Exercise objective: Pull out every line in the rows below that contains the word "floor".
□ □ □ □ □ □ □
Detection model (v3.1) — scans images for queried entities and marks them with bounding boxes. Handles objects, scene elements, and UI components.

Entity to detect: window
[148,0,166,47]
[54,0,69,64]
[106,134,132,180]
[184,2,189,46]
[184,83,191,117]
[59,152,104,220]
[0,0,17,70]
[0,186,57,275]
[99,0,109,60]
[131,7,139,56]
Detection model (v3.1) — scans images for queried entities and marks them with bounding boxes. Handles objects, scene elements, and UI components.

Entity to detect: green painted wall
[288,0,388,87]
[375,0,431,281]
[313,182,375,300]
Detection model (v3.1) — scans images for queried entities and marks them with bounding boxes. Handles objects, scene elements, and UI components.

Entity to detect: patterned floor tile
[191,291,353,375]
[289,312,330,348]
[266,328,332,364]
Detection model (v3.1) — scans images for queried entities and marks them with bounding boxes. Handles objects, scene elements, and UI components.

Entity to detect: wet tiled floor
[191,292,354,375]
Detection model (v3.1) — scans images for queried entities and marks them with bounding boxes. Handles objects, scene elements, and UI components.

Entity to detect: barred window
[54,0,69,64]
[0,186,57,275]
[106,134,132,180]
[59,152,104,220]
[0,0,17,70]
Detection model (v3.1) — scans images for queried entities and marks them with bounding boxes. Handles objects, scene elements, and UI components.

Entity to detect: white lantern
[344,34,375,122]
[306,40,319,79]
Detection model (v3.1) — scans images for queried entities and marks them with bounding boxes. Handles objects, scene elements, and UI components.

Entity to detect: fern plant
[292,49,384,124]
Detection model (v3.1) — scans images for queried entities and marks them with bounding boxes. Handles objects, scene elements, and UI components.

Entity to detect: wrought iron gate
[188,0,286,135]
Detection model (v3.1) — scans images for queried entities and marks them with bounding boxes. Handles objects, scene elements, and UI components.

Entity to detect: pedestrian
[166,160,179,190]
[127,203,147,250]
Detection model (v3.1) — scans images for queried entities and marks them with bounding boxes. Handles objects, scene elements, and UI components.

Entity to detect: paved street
□ □ □ □ □ □ □
Written response:
Entity to detect: patterned floor tile
Entity to detect: wet tiled floor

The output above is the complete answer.